* What is being asked: Copy the listing below from the line containing "Where can the ground" through its end, switching "outline" to "boundary" and leaving everything else the same.

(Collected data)
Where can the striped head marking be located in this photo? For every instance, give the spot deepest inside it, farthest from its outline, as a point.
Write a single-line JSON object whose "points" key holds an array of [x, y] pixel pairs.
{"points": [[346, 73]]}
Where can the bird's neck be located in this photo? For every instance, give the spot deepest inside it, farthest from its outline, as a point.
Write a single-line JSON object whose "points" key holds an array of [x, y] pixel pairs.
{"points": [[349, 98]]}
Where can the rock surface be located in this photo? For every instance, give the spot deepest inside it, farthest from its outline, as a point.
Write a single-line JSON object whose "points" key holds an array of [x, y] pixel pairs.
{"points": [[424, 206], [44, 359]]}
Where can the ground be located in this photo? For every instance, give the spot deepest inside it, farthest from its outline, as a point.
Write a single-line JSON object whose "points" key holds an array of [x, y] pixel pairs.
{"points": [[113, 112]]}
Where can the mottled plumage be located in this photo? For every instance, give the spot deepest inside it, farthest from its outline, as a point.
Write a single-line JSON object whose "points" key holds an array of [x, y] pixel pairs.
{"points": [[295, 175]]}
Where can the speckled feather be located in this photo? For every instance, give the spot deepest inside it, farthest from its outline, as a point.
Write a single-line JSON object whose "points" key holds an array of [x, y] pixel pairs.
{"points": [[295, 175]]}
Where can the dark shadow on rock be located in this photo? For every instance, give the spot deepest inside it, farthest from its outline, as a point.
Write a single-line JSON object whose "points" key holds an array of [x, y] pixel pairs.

* Output:
Where can the ground be located in this photo? For every instance, give the spot deepest inside it, farthest from its boundary, as a point.
Write a single-line JSON object whose "points" key holds an array of [x, y] pixel pairs.
{"points": [[113, 112]]}
Where can the mottled plumage be located in this photo? For every instance, give the spot deepest inside it, farthest from its boundary, as a point.
Write a single-line JSON object whose "points" key holds an array of [x, y] pixel pairs.
{"points": [[295, 175]]}
Where can the speckled feather be located in this photo? For every instance, give the spot deepest inside it, farthest from its boundary, as a point.
Write a single-line JSON object whose "points" key holds an array of [x, y] pixel pairs.
{"points": [[295, 175]]}
Where can the dark shadow on rock be located in this photo? For every instance, give the spot deepest inside it, farthest from its boundary, as a point.
Write a single-line JSON object whose "points" key holds an array of [x, y] pixel pairs.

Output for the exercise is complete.